__Stored data__
======

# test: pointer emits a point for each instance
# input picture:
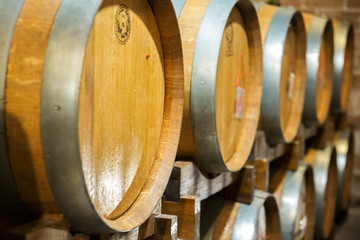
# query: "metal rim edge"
(342, 149)
(59, 113)
(203, 84)
(11, 202)
(321, 169)
(290, 199)
(251, 211)
(340, 41)
(270, 102)
(314, 38)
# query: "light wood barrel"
(319, 69)
(325, 178)
(344, 142)
(223, 219)
(94, 99)
(295, 194)
(284, 71)
(222, 64)
(344, 47)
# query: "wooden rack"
(177, 215)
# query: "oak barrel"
(325, 178)
(284, 71)
(223, 219)
(222, 64)
(94, 99)
(344, 47)
(344, 143)
(295, 194)
(320, 69)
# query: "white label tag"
(291, 85)
(239, 102)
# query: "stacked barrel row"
(99, 97)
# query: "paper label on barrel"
(291, 84)
(229, 40)
(321, 71)
(301, 220)
(239, 102)
(122, 26)
(262, 232)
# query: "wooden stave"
(270, 112)
(206, 149)
(174, 71)
(238, 221)
(324, 164)
(86, 218)
(11, 206)
(344, 143)
(343, 40)
(316, 30)
(290, 189)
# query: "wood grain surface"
(121, 106)
(22, 108)
(238, 82)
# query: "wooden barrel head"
(319, 60)
(284, 72)
(343, 65)
(93, 107)
(122, 97)
(222, 103)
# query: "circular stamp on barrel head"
(122, 24)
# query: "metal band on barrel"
(340, 40)
(203, 83)
(272, 62)
(321, 170)
(10, 201)
(342, 148)
(178, 5)
(248, 215)
(59, 113)
(290, 199)
(314, 39)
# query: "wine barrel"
(320, 69)
(295, 194)
(223, 219)
(222, 64)
(344, 143)
(325, 178)
(344, 48)
(284, 71)
(94, 98)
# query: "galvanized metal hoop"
(10, 202)
(344, 146)
(314, 40)
(252, 212)
(274, 46)
(59, 116)
(291, 197)
(342, 33)
(324, 160)
(203, 82)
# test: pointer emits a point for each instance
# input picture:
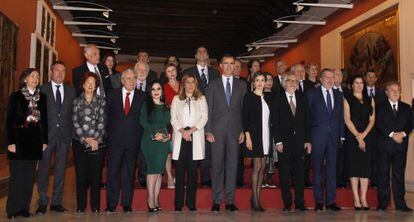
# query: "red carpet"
(271, 198)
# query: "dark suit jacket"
(323, 124)
(79, 72)
(59, 124)
(223, 119)
(385, 123)
(292, 131)
(28, 140)
(379, 97)
(124, 131)
(212, 74)
(252, 117)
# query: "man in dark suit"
(124, 134)
(143, 85)
(205, 74)
(327, 121)
(341, 179)
(143, 56)
(291, 133)
(59, 118)
(371, 91)
(225, 132)
(394, 125)
(280, 74)
(91, 53)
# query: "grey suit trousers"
(224, 161)
(61, 153)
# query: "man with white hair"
(124, 132)
(91, 53)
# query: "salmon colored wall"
(23, 13)
(308, 48)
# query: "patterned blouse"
(89, 119)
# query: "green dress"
(155, 152)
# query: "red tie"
(127, 106)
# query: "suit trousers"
(205, 165)
(88, 170)
(291, 167)
(120, 170)
(61, 153)
(394, 162)
(185, 176)
(321, 152)
(22, 176)
(224, 160)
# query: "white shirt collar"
(91, 67)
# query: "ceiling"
(177, 27)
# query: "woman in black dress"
(359, 114)
(256, 116)
(26, 138)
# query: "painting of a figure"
(373, 45)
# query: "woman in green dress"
(155, 143)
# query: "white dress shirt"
(224, 79)
(325, 96)
(54, 88)
(131, 96)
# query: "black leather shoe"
(333, 207)
(215, 208)
(301, 208)
(231, 207)
(110, 210)
(381, 208)
(206, 183)
(286, 209)
(318, 207)
(127, 209)
(57, 208)
(25, 213)
(41, 210)
(178, 209)
(404, 209)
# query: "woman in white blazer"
(189, 114)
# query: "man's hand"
(308, 147)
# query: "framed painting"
(373, 45)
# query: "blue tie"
(228, 92)
(58, 99)
(328, 102)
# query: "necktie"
(101, 90)
(394, 110)
(141, 86)
(292, 105)
(127, 105)
(228, 92)
(329, 102)
(58, 98)
(203, 79)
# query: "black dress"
(358, 162)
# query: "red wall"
(23, 13)
(308, 48)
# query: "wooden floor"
(205, 215)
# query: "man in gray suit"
(59, 117)
(224, 131)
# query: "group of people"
(208, 120)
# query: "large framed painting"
(8, 66)
(373, 45)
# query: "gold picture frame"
(373, 45)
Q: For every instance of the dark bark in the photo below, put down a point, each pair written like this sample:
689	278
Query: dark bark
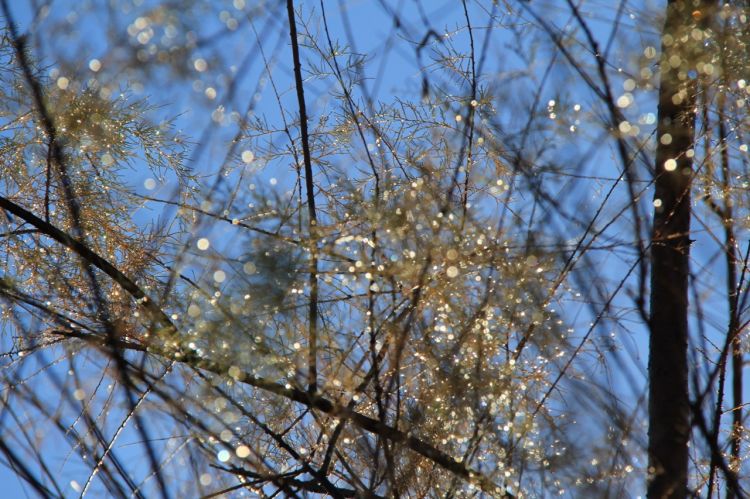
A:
669	404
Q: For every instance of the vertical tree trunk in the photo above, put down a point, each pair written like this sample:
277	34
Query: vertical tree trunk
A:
669	407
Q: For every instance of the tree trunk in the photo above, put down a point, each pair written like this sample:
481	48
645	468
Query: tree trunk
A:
669	406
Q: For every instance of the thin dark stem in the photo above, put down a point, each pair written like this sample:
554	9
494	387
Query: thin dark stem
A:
309	186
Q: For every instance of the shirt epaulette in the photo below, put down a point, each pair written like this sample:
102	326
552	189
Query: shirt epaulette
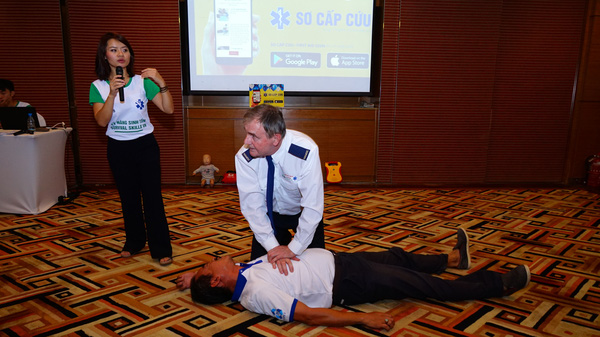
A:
247	156
299	151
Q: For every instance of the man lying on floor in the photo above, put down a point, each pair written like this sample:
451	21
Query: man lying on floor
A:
320	279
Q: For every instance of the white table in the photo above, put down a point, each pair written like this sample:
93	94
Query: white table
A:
32	170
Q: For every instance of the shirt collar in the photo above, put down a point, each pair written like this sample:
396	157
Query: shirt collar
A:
283	149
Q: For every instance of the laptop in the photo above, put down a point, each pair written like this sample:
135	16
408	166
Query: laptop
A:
13	118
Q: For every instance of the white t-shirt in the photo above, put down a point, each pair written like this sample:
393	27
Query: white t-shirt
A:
264	290
130	119
298	187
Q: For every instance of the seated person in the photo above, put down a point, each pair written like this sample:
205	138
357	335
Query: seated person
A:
7	94
320	279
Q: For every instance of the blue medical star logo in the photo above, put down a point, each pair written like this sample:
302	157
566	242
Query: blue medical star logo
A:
280	18
278	313
139	104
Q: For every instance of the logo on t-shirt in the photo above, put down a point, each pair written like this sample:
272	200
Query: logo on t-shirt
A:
277	313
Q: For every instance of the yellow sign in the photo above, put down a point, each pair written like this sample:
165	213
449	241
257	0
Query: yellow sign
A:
266	94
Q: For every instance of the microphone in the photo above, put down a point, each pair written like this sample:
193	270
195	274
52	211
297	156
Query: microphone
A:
119	71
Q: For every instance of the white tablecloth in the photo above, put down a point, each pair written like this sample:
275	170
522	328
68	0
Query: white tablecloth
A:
32	170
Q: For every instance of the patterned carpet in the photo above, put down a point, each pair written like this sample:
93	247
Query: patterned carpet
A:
62	275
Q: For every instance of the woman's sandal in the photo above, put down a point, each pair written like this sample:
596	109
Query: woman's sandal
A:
165	261
126	253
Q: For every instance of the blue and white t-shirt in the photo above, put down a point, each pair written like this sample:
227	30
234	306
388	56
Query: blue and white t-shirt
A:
264	290
130	118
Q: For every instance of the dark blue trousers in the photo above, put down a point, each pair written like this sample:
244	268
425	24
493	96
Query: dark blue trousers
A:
135	165
284	223
366	277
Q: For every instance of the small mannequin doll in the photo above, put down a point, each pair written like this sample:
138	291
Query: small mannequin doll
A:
208	171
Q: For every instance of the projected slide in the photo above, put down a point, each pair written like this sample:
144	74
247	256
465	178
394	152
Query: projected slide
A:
309	46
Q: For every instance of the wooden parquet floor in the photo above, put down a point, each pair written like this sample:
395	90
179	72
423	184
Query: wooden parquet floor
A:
62	275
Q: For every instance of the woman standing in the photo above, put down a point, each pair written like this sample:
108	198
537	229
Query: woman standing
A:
119	99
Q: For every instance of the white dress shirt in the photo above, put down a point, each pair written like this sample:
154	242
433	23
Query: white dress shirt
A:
298	187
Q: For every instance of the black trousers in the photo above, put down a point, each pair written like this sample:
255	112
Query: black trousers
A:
283	225
135	165
365	277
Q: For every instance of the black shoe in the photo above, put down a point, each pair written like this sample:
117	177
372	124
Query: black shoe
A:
462	245
516	279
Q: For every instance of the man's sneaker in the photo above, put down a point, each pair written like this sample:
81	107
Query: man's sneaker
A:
516	279
462	244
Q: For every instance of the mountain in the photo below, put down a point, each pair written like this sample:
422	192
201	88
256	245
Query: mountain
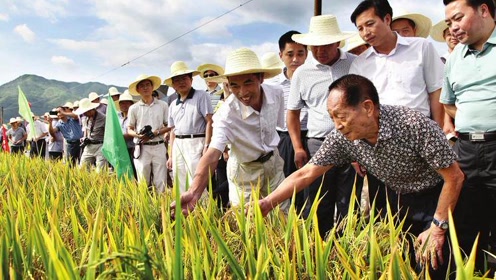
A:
44	94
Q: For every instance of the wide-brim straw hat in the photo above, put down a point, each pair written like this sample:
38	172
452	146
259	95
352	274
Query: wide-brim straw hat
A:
85	105
210	67
244	61
437	31
423	24
354	42
179	68
93	96
126	97
271	60
156	82
324	30
113	91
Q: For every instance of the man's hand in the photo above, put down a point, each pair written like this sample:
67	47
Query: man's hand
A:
188	202
429	247
301	158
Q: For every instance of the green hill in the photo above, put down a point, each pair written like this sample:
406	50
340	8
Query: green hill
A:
44	94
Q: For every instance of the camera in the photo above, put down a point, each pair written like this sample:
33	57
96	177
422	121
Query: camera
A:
147	131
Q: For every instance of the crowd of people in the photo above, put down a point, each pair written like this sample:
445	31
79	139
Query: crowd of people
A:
311	122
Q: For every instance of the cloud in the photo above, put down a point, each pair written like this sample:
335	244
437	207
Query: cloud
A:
25	32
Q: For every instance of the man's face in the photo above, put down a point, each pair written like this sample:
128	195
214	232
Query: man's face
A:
451	41
182	83
353	123
465	22
247	89
372	28
325	54
404	27
145	87
293	55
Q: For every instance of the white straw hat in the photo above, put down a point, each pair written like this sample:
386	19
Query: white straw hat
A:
324	30
126	97
422	23
93	96
179	68
113	91
437	31
156	82
354	42
85	105
271	60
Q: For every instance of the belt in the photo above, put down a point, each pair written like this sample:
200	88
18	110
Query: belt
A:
186	136
264	158
478	136
154	143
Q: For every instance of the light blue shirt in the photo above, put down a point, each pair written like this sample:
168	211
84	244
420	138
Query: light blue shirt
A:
470	84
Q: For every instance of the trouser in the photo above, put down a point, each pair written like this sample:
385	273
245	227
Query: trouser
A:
245	178
335	186
286	151
475	212
38	148
152	160
186	154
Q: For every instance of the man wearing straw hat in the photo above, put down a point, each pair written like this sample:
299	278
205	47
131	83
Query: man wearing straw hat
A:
190	116
148	124
411	24
93	133
247	122
309	89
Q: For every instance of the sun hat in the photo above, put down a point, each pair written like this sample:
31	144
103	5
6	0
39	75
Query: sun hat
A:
271	60
422	23
210	67
85	105
156	82
126	97
93	96
354	42
179	68
437	31
324	30
113	91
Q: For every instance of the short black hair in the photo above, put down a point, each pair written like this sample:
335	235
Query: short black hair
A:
477	3
356	89
381	9
286	39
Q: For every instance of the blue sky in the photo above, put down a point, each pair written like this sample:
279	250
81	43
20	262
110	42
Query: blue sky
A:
82	41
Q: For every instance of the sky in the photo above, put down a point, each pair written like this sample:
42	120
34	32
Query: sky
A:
114	41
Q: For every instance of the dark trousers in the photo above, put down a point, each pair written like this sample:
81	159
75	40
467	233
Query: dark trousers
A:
286	151
38	148
337	186
475	212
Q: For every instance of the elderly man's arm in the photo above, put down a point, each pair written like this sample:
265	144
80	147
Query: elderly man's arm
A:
433	251
296	182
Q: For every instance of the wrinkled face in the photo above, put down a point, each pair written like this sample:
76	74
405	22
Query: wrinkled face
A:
145	87
465	22
182	83
451	41
247	89
353	123
403	27
326	54
293	55
372	28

======

__Task item__
When a line in the data contains "stem", return it as written.

__Exercise answer__
Q: For every instance of the thin dark stem in the photo above, put down a point, each pair written like this sample:
Query: thin dark stem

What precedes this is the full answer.